What to do: Could you restate word for word every line from the one containing "Q: Find one point on every instance of the wooden barrel" to the end of the records, and nothing else?

(Point-per-instance localization data)
+ + + +

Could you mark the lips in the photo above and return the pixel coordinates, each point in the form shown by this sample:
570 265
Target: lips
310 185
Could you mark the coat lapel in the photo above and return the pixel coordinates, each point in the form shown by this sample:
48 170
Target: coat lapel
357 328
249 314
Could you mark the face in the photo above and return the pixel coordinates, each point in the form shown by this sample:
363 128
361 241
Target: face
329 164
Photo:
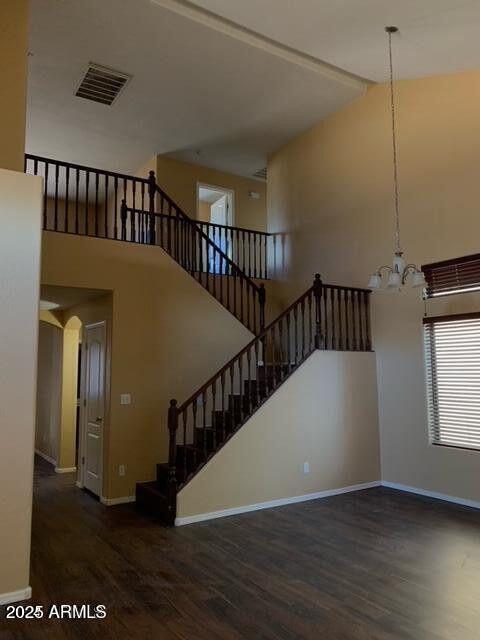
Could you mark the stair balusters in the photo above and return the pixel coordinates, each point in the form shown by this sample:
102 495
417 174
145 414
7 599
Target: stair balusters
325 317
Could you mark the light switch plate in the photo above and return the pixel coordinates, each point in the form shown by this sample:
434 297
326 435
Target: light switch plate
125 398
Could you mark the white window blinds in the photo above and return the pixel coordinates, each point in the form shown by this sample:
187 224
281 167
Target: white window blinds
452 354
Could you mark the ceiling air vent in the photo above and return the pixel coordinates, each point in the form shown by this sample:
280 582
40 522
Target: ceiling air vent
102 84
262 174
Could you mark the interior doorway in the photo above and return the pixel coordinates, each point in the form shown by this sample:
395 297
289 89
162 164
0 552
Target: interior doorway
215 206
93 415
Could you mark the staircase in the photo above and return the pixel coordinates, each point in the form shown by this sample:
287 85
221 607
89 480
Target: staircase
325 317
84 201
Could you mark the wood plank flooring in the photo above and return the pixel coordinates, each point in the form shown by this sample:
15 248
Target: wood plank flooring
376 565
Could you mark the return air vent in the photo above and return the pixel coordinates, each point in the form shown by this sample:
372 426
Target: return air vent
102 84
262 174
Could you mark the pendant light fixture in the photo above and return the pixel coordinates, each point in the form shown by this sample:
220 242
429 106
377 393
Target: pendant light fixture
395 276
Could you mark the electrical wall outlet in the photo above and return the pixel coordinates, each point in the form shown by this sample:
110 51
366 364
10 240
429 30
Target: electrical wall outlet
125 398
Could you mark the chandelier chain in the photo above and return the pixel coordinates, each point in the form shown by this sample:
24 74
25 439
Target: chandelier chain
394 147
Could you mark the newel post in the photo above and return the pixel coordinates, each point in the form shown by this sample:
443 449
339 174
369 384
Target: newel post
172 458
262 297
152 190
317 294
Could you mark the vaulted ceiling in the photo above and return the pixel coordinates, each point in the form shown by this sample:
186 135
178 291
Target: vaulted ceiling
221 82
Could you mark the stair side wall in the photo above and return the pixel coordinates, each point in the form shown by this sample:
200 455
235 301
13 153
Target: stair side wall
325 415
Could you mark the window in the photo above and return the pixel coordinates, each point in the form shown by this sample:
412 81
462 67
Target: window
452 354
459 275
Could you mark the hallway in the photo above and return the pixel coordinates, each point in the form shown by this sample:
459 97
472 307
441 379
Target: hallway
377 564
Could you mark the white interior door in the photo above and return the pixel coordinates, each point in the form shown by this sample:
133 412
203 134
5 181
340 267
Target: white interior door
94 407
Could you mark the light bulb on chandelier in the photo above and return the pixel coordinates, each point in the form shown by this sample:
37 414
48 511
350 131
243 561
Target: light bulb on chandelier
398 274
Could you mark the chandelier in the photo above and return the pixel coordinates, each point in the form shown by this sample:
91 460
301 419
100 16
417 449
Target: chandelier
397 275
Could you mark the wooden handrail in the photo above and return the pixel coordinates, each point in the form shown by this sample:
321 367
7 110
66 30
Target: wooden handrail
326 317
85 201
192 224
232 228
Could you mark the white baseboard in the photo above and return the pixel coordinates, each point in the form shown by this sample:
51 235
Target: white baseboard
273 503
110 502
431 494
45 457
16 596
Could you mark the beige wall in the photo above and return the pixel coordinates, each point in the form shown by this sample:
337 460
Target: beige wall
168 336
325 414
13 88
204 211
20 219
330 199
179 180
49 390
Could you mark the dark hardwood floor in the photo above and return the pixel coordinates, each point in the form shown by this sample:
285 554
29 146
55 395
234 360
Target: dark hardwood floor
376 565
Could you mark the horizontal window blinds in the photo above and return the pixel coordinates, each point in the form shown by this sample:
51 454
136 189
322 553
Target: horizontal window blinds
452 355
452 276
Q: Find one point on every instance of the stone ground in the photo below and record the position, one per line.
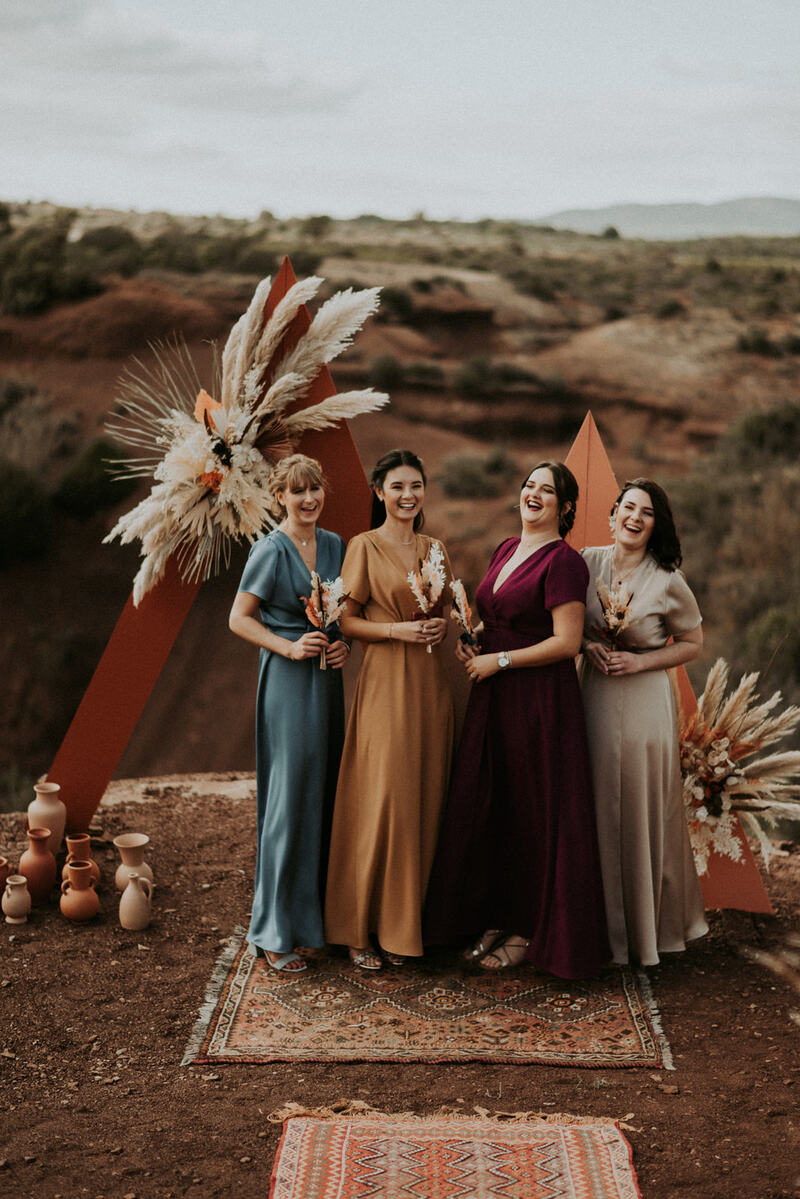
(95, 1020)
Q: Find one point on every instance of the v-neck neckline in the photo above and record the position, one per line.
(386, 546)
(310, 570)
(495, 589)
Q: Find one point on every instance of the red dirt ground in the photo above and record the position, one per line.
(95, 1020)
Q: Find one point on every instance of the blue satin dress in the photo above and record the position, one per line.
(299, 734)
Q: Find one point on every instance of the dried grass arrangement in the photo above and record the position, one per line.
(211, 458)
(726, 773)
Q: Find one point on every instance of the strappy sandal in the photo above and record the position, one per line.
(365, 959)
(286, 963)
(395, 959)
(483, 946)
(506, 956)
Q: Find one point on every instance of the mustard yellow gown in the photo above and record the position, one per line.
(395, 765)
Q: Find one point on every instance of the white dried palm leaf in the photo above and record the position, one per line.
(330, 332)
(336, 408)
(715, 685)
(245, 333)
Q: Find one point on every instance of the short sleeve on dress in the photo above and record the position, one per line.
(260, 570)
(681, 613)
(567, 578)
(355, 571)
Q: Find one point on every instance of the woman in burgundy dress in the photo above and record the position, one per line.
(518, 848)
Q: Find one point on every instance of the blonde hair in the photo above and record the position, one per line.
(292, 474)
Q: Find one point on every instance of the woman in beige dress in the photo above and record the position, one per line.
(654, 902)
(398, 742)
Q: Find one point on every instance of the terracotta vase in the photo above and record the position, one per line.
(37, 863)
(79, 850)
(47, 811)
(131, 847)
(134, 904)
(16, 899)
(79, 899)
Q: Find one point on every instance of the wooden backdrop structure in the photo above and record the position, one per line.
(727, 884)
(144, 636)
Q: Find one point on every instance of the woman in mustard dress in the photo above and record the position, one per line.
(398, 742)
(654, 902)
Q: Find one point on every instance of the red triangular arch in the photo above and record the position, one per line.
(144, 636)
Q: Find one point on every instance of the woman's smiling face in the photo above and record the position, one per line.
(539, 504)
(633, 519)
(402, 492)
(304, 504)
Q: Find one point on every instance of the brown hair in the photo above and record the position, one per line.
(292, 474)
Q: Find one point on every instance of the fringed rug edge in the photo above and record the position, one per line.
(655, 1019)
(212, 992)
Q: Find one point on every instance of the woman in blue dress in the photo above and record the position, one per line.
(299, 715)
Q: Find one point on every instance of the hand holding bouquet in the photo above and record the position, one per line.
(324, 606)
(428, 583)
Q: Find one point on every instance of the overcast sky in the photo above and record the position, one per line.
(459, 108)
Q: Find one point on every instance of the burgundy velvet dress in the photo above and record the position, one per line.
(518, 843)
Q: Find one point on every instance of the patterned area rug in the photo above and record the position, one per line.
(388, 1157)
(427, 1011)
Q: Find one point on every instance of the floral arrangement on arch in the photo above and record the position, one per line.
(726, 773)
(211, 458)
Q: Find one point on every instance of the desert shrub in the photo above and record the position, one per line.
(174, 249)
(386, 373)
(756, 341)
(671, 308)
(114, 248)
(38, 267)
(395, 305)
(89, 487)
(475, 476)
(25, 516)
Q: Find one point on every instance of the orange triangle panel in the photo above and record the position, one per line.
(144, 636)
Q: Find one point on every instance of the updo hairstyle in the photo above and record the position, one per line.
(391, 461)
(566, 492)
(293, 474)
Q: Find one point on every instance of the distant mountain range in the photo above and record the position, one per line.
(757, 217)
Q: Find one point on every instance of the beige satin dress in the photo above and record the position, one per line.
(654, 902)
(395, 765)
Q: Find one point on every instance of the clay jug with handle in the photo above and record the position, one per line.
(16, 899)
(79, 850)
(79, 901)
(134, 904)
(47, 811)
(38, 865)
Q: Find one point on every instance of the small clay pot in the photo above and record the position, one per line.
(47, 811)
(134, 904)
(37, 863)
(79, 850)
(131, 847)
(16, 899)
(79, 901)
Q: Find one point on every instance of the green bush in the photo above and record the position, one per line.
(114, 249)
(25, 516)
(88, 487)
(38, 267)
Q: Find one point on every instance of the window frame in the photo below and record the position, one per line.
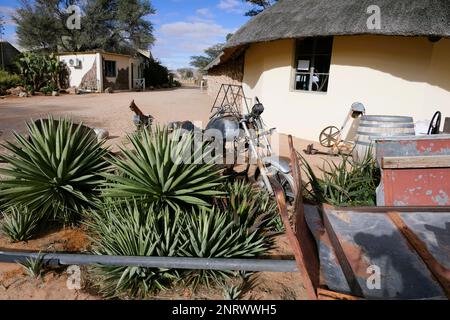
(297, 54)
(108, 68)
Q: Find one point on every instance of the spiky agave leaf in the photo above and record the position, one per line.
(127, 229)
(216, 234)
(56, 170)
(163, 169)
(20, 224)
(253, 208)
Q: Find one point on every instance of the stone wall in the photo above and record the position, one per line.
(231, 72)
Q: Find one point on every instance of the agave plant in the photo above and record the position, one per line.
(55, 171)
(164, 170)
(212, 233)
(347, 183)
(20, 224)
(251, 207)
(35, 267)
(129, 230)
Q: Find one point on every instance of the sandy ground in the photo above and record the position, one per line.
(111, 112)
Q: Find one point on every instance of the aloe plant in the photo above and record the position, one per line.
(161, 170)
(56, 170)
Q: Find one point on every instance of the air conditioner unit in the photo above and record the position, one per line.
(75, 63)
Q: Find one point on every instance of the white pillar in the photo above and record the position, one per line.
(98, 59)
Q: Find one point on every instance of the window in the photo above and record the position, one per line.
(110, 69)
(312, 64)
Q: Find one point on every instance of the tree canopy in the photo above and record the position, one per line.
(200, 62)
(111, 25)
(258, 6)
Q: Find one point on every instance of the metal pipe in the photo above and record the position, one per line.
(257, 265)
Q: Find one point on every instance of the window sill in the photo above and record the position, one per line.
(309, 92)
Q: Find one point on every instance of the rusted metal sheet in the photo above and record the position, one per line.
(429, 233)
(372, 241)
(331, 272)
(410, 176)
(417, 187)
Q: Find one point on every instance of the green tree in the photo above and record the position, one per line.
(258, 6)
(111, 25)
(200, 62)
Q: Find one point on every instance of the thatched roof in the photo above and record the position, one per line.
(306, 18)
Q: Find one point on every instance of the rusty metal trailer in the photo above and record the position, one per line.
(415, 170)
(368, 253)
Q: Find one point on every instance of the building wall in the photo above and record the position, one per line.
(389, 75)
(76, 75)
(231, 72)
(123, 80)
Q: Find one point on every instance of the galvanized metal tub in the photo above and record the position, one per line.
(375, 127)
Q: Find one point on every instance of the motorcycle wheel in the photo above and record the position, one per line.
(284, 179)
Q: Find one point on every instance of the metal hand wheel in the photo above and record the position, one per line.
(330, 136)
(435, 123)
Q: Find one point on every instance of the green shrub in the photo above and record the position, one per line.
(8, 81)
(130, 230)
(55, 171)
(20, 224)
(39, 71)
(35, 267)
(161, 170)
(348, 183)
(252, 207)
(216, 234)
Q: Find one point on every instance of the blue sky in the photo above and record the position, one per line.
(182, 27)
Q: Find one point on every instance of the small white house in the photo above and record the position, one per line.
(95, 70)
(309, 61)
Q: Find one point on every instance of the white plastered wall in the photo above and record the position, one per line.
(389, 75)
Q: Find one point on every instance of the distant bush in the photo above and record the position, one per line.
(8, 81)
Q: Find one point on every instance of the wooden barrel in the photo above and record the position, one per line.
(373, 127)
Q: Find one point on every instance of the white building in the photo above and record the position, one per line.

+ + + +

Task result:
Q: Find one point on every instance of the wooden barrel in the photo above and record the position, one per line.
(373, 127)
Q: Find one point on every instance of the white building in the photo above and record the position, one per line.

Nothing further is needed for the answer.